[start Recorded data]

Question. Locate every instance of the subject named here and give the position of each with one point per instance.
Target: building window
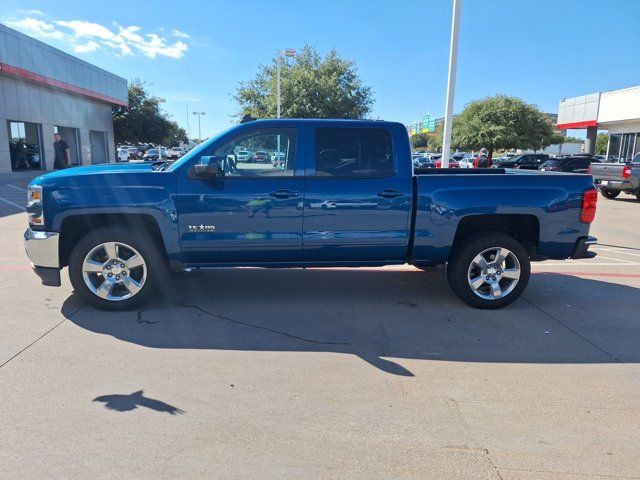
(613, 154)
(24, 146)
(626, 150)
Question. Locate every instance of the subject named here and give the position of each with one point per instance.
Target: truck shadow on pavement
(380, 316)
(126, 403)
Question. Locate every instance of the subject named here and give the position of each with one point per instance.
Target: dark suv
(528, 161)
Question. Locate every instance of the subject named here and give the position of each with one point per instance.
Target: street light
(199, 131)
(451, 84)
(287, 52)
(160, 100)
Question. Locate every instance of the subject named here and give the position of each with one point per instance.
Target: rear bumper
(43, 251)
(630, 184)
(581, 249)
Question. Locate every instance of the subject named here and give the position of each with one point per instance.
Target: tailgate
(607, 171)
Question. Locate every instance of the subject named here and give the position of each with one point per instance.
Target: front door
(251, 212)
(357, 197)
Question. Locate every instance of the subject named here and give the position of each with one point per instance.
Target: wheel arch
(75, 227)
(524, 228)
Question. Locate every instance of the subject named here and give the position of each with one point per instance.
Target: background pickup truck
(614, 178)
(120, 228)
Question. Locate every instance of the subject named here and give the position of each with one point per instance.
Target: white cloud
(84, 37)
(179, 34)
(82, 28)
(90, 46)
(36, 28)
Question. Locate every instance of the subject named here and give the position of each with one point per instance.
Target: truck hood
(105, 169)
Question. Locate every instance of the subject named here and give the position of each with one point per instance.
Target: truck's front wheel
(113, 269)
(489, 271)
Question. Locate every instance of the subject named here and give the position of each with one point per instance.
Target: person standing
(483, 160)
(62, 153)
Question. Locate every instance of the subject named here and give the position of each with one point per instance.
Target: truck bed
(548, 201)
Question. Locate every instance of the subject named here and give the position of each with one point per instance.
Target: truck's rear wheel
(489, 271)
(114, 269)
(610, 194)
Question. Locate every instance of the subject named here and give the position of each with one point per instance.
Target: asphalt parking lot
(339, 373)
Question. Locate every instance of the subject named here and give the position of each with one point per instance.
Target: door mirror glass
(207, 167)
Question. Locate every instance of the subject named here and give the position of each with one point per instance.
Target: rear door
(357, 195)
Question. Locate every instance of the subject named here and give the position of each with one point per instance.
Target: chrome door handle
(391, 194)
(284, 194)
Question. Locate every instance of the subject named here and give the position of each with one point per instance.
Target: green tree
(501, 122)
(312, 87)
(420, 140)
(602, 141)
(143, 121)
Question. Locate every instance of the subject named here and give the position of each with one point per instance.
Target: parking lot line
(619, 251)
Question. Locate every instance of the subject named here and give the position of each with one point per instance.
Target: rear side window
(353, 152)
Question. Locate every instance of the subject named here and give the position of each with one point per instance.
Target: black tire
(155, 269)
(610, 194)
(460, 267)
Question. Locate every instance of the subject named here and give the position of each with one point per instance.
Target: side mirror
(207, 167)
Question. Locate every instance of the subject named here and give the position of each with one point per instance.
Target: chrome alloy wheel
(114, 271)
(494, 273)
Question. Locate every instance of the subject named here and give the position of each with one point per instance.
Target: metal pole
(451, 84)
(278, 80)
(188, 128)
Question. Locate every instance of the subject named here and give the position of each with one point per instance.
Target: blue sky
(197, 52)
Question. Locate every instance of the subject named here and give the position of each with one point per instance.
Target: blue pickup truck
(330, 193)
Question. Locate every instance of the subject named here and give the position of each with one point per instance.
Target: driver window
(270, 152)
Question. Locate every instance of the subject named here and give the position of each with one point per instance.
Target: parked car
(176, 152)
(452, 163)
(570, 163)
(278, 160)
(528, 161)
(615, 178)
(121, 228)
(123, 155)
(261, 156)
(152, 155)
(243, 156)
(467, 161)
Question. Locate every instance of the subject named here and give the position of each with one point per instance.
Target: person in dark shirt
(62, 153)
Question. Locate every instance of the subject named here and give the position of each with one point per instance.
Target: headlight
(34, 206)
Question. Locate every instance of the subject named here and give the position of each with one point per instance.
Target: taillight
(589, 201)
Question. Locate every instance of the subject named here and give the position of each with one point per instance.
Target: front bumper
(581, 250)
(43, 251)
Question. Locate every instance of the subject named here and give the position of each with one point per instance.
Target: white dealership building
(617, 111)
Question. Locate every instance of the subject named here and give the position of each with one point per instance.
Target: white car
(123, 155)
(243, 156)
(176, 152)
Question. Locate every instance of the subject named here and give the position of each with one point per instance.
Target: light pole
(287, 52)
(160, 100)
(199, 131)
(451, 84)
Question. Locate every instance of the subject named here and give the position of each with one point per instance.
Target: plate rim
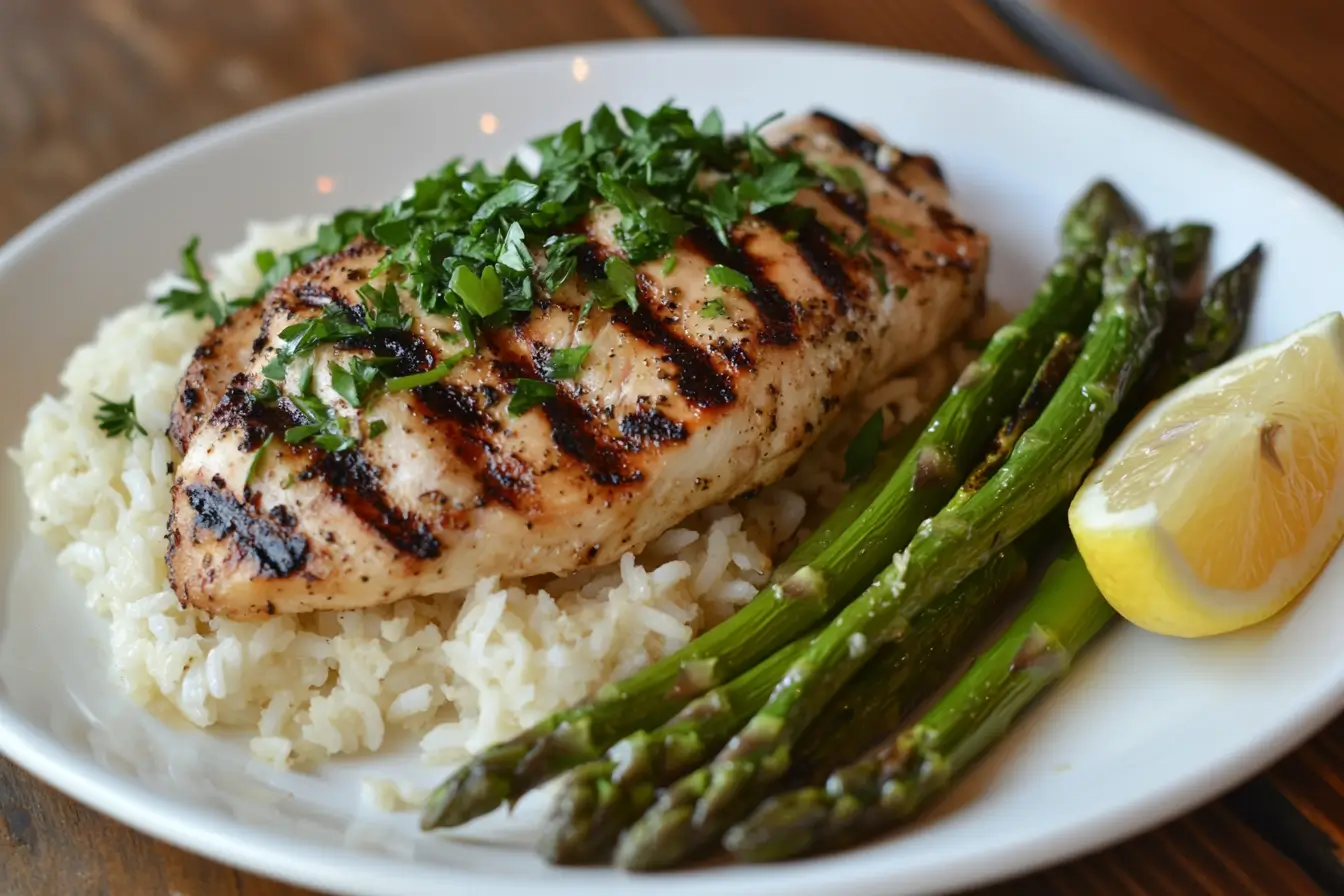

[end Recorded data]

• _What you will do_
List every line of the records that contains the string "blue", copying each line in full. Case counts.

• _Task solution_
Target: blue sky
Target: blue pickup truck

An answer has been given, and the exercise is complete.